山田さんがお書きになった記事、論文も読ませていただいておりますけれども、この根底にあるものもしっかり書かれておりまして、私もそういうところで理解を進めることができました。ですからちょっとこの場で、何が理由でどれがということを、1つ1つ取り上げて言うのは少し詮無いものがあると思いますが、私としては、商品供給を行う保険会社の立場でございましたので、大変、痛恨の極みは、限度額の付いていない、商品ラインナップが豊富な、そういう商品を日本郵便の優秀な募集人の方々に広くあまねく提供できる、そういう状態に早く持っていきたい、あるいは持っていければというふうに考えております。これからさらにわれわれも精進をして、そういう時代を早く迎えるべく、頑張っていっていただきたいなというふうに思います。

_入力データ_:
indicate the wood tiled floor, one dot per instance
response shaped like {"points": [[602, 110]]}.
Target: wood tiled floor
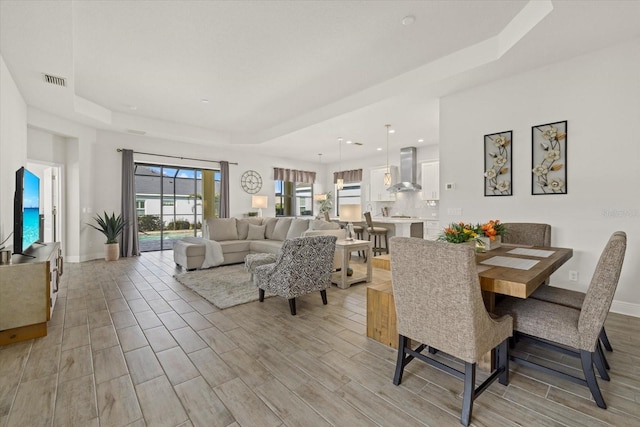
{"points": [[130, 346]]}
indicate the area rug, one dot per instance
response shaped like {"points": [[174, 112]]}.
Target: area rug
{"points": [[223, 287]]}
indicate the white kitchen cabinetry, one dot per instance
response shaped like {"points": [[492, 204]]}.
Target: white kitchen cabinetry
{"points": [[379, 192], [431, 181]]}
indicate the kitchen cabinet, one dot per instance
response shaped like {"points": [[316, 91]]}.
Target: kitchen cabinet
{"points": [[378, 191], [431, 181]]}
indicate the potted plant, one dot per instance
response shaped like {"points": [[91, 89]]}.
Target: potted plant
{"points": [[111, 227]]}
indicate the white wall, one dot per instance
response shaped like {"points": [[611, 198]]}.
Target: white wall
{"points": [[13, 145], [599, 95]]}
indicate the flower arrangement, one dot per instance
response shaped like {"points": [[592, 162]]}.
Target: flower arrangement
{"points": [[459, 233], [491, 229]]}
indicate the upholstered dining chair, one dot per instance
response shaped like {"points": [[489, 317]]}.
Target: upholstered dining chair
{"points": [[439, 304], [303, 266], [567, 329], [377, 233], [527, 233]]}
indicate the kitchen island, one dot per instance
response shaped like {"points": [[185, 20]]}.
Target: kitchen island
{"points": [[403, 227]]}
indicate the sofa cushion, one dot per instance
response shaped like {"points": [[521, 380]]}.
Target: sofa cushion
{"points": [[221, 229], [243, 226], [281, 229], [270, 223], [316, 224], [297, 227], [266, 246], [233, 246], [256, 232]]}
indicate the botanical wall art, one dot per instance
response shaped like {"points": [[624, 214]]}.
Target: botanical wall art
{"points": [[549, 158], [497, 164]]}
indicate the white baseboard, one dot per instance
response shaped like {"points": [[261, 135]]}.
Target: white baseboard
{"points": [[627, 308]]}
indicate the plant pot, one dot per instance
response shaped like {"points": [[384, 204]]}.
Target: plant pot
{"points": [[111, 251], [489, 244]]}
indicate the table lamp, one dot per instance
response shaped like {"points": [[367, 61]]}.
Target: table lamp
{"points": [[349, 214], [259, 202]]}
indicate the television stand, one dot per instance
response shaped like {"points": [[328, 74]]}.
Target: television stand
{"points": [[28, 291]]}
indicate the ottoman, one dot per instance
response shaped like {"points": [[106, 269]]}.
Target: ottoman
{"points": [[251, 261], [189, 256]]}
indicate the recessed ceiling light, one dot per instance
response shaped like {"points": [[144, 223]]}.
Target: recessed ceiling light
{"points": [[408, 20]]}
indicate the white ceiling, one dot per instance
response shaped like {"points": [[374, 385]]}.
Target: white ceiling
{"points": [[289, 76]]}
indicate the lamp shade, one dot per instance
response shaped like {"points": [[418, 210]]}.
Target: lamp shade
{"points": [[350, 213], [259, 202]]}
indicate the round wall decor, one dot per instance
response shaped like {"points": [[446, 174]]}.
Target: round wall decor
{"points": [[251, 182]]}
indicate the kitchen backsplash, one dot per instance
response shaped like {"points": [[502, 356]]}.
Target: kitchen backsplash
{"points": [[406, 204]]}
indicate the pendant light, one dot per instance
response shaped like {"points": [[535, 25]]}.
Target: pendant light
{"points": [[340, 181], [387, 175]]}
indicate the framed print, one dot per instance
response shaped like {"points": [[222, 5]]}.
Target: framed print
{"points": [[497, 164], [549, 158]]}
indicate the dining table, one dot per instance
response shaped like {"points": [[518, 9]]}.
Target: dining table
{"points": [[513, 270]]}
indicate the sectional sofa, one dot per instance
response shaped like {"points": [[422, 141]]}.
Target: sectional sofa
{"points": [[241, 236]]}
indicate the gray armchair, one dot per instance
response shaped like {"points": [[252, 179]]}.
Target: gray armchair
{"points": [[439, 304], [567, 329], [303, 266]]}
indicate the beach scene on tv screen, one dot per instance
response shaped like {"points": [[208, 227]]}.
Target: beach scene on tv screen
{"points": [[31, 209]]}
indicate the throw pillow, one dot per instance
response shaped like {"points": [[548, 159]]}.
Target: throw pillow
{"points": [[221, 229], [297, 227], [281, 228], [256, 232], [243, 226], [270, 223], [316, 224]]}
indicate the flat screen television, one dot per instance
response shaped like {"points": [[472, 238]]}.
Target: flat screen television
{"points": [[26, 211]]}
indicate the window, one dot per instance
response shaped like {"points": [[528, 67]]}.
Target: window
{"points": [[349, 195], [140, 207], [294, 199]]}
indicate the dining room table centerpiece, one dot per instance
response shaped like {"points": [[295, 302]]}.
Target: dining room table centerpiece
{"points": [[490, 234], [460, 233]]}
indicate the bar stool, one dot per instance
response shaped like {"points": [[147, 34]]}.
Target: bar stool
{"points": [[378, 233], [358, 230]]}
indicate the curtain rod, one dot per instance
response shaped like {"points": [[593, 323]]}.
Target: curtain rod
{"points": [[119, 150]]}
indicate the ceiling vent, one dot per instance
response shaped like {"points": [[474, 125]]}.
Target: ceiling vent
{"points": [[55, 80]]}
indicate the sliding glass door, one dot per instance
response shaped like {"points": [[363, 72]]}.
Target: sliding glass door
{"points": [[170, 203]]}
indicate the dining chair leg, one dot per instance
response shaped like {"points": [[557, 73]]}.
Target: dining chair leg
{"points": [[598, 359], [400, 362], [586, 358], [605, 340], [469, 392], [503, 362]]}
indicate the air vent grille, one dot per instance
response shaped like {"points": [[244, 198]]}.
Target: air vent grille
{"points": [[55, 80]]}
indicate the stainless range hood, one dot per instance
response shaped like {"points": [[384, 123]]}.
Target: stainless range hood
{"points": [[408, 172]]}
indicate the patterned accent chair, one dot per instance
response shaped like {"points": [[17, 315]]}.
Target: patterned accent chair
{"points": [[303, 266], [439, 304], [572, 331]]}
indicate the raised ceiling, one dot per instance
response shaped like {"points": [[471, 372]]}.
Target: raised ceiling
{"points": [[294, 74]]}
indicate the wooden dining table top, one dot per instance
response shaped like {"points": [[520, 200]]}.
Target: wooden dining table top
{"points": [[518, 282]]}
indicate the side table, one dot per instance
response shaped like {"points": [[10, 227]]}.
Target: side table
{"points": [[346, 247]]}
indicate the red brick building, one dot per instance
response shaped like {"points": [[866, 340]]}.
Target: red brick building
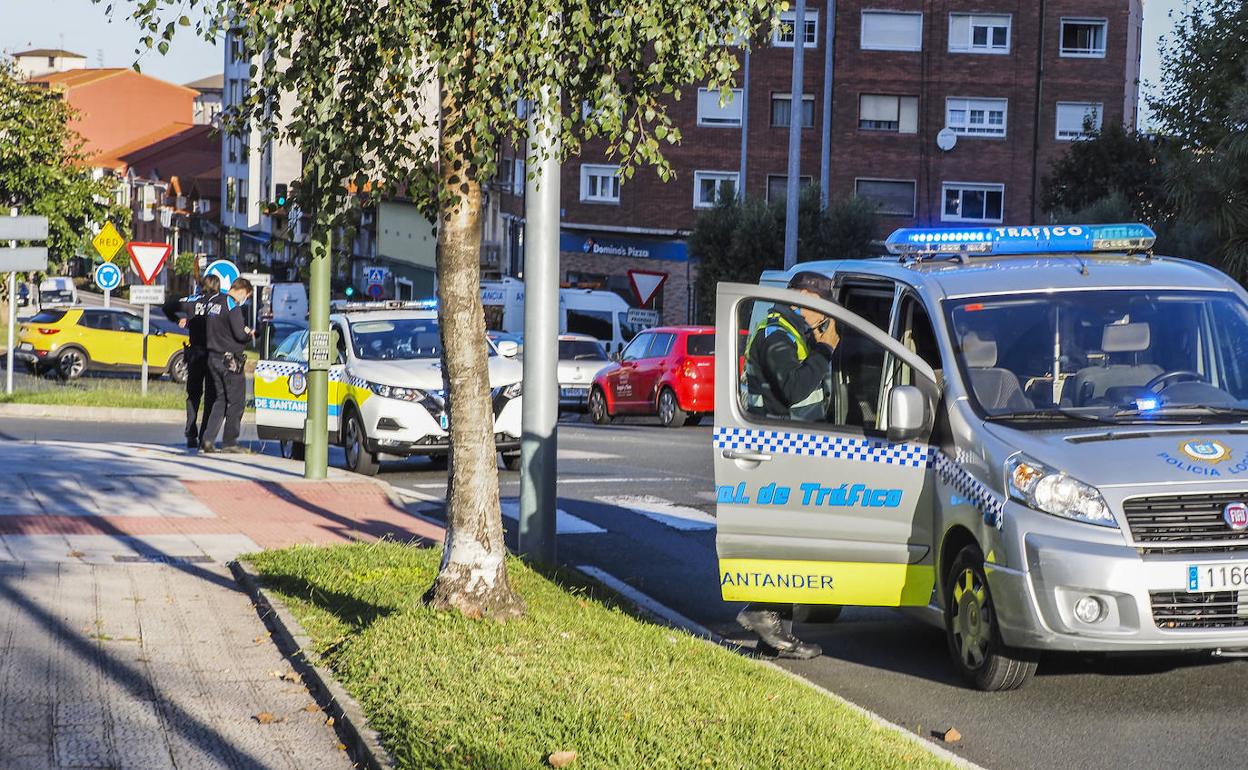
{"points": [[1012, 81]]}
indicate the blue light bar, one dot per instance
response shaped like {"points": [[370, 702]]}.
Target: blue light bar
{"points": [[1037, 238]]}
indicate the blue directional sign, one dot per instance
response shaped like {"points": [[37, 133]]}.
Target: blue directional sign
{"points": [[107, 276], [225, 270]]}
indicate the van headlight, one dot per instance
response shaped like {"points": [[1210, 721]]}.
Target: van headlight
{"points": [[1050, 491]]}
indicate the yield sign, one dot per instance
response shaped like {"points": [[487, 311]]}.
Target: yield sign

_作業内容 A_:
文書セクションの「山田さんがお書きになった」で始まる段落を、主な事実を保ったままより短くまとめ直してください。
_作業内容 B_:
文書セクションのうち、「山田さんがお書きになった記事」を含む箇所から「たいなというふうに思います。」までを一字も変えずに書き写してください。

_作業結果 A_:
話し手は山田さんの記事や論文を読み、その根底にある考えを理解できたと述べている。理由を一つずつ取り上げて論じるのは詮無いとしたうえで、商品供給を行う保険会社の立場から、限度額がなくラインナップの豊富な商品を日本郵便の募集人に広く提供できる状態へ早く移行したいと考えている。さらに精進を重ね、そうした時代を早く迎えることへの期待を示している。

_作業結果 B_:
山田さんがお書きになった記事、論文も読ませていただいておりますけれども、この根底にあるものもしっかり書かれておりまして、私もそういうところで理解を進めることができました。ですからちょっとこの場で、何が理由でどれがということを、1つ1つ取り上げて言うのは少し詮無いものがあると思いますが、私としては、商品供給を行う保険会社の立場でございましたので、大変、痛恨の極みは、限度額の付いていない、商品ラインナップが豊富な、そういう商品を日本郵便の優秀な募集人の方々に広くあまねく提供できる、そういう状態に早く持っていきたい、あるいは持っていければというふうに考えております。これからさらにわれわれも精進をして、そういう時代を早く迎えるべく、頑張っていっていただきたいなというふうに思います。